--- Data extracts ---

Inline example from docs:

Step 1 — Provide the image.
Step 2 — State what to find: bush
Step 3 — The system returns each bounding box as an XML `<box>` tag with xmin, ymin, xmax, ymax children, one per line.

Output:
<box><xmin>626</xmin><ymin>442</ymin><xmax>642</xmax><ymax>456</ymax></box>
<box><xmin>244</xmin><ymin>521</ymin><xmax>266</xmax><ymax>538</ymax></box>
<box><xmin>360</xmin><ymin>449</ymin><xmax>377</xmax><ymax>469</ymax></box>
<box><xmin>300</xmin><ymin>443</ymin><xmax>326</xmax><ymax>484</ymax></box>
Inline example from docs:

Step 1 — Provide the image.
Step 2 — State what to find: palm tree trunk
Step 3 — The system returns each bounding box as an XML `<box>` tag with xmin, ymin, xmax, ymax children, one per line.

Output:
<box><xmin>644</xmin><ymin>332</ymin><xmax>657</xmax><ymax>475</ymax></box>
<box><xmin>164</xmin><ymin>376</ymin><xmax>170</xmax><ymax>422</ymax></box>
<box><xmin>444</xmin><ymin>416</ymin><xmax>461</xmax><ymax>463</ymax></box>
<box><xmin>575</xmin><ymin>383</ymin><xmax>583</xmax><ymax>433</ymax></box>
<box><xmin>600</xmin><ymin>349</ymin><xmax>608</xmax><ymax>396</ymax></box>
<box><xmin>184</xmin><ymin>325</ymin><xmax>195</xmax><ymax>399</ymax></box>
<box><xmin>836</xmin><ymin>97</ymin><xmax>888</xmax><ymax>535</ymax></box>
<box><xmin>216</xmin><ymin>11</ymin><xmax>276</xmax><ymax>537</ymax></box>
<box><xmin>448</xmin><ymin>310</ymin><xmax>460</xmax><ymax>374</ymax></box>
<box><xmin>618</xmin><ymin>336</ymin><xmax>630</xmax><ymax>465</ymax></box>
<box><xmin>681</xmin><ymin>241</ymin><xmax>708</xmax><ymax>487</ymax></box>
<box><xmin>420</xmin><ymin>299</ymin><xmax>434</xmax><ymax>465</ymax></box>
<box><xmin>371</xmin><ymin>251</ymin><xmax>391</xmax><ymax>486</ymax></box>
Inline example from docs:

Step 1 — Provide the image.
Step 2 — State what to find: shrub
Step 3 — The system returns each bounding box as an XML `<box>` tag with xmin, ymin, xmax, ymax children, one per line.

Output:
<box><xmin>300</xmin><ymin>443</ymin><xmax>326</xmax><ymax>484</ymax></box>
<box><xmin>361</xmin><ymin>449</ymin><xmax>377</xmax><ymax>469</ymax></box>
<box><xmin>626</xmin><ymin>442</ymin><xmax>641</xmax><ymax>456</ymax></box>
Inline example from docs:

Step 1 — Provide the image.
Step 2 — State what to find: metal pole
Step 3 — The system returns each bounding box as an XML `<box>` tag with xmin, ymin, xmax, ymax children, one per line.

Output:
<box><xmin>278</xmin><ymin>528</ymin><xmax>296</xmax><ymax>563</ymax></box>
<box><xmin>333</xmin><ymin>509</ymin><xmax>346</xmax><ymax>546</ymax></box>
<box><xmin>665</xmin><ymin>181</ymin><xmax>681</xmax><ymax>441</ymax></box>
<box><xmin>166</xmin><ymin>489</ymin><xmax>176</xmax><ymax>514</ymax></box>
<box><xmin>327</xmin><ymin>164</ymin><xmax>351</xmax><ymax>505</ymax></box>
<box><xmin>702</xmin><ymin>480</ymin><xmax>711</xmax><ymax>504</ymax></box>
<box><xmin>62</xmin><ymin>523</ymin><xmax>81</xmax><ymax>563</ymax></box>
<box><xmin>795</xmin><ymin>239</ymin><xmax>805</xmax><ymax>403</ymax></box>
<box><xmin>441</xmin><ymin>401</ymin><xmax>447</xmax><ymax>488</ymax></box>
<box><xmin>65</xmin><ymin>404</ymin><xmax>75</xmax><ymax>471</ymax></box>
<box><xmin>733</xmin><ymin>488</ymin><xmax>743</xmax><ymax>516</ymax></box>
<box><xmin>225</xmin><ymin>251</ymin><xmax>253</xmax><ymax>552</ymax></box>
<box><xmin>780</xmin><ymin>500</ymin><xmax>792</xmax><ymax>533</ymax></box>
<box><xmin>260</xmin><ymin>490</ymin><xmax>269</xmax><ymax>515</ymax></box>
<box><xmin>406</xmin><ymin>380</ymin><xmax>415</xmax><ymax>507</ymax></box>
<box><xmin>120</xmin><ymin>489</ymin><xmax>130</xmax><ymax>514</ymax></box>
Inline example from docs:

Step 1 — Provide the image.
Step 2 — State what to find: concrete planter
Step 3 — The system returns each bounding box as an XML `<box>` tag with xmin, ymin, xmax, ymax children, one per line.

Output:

---

What is needed - For the entries above, transcribe precisely the lines from the one with "Step 2 — State what to find: concrete planter" through the end, including both.

Exercise answer -
Step 2 — State what to find: concrete planter
Step 3 — The system returns each bounding box as an XML `<box>` tag with xmin, ymin, xmax, ymax children, one per line.

Output:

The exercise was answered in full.